To do:
Transcribe the data below exactly, but only from the line containing "the front tire" through its final line, both included.

START Data for this exercise

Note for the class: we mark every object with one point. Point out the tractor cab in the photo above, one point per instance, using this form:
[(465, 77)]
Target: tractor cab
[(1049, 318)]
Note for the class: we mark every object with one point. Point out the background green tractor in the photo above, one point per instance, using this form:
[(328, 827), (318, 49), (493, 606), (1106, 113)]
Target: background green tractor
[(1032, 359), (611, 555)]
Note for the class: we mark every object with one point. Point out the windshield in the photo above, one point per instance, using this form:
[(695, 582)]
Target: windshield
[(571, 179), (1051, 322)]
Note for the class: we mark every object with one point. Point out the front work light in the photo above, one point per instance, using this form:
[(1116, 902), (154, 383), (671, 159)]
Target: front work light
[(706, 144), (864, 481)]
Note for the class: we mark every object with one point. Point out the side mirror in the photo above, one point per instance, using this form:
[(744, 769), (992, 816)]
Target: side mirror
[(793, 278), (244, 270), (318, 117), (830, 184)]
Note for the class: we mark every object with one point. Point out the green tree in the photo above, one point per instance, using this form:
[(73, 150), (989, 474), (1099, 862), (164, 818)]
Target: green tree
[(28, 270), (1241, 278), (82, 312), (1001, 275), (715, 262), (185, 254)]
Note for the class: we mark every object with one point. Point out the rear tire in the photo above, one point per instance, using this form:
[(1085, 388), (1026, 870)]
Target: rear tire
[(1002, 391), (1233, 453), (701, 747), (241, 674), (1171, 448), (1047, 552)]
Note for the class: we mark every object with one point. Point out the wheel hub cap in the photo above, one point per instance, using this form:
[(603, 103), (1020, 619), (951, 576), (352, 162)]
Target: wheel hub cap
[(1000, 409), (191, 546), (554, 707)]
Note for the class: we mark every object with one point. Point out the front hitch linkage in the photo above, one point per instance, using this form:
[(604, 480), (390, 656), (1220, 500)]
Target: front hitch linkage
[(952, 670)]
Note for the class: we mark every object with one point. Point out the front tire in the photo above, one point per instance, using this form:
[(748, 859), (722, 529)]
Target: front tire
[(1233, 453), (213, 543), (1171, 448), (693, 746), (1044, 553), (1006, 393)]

END Data for this exercise

Written answer:
Note for the class: we mark every object with one point. Point out the front tire in the photo above, one point per instance, using this form:
[(748, 859), (722, 529)]
Target: front tire
[(1233, 453), (213, 543), (1171, 448), (693, 746), (1044, 553), (1006, 393)]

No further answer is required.